# Worth it to reno with tree roots everywhere?



## spaceman_spiff (Feb 5, 2021)

Hey all, my 625 sq ft front yard has 3 trees right in the middle of it. Every time I've had to dig up an irrigation head, it's just a massive nest of tree roots that I have to cut through. Super PITA.

Anyway, this section of my lawn looks like garbage IMO (the rest is great!). It's TTTF with some random ugly circle patches of fine fescue in random spots. I absolutely hate how it looks and want to reno it this summer.

My question is, since it's infested with tree roots, am I just wasting my time and money by gly'ing/top soiling/seeding? I feel that it looks gross because of the tree roots, and you can see from the pictures that it starts looking better the further away from the tree you go.

I've got a patch on the other side of my driveway that's a nice green with no trees nearby.







Other side of driveway:


----------



## JML (Jul 26, 2021)

I think you've already answered your question. The tree isn't getting any smaller, so the roots will only get bitter. The big tree is really your main culprit. I'm surprised it hasn't destroyed the sidewalk, driveway, sewer line yet.


----------



## Rxrep (Jun 9, 2021)

### REQUIRED TASK
Pick up the forum thread about renovating a lawn full of tree roots from its last line, and write what comes next.

### LISTED ENTRIES
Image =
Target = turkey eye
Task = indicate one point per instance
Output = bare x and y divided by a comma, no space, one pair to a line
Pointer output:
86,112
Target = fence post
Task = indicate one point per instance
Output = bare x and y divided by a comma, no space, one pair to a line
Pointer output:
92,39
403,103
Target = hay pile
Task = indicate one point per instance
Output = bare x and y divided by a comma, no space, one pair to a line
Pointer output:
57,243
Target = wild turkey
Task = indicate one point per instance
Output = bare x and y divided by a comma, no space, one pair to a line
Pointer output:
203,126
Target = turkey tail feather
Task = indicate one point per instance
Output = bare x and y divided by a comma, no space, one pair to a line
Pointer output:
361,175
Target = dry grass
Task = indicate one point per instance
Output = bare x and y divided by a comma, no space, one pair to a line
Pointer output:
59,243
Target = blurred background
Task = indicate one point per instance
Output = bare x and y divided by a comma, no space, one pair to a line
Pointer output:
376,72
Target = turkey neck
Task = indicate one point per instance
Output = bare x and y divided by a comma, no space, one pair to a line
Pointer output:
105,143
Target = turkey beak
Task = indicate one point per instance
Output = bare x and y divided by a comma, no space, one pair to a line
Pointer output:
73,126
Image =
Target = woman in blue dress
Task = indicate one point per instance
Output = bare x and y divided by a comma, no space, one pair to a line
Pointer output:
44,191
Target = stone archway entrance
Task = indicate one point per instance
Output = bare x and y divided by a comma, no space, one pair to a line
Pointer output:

### RESPONSE TO THIS TASK
I don't think it would be a complete waste of time. The turf that you currently have is not good quality so you could probably improve on that. However, it's not an ideal situation, obviously. The only experience I personally have with this is my son's house. He has one side of his property that is what you described., infested with tree roots. I help him out with the lawn and what I've noticed is that we have to run the irrigation longer on that side...which would make sense. Good luck.


----------



## Green (Dec 24, 2017)

In that situation, I'd rather reseed bare spots, and/or overseed areas as needed. The grass you have there already is tolerant of the roots and shade, so if you seed spots, you'll want to overseed with similarly tolerant seed, like a Tall/fine rescue mix. You can also top dress the roots from time-to-time when seeding, but it will be tough. A Reno in this situation would be even tougher.


----------



## Old Hickory (Aug 19, 2019)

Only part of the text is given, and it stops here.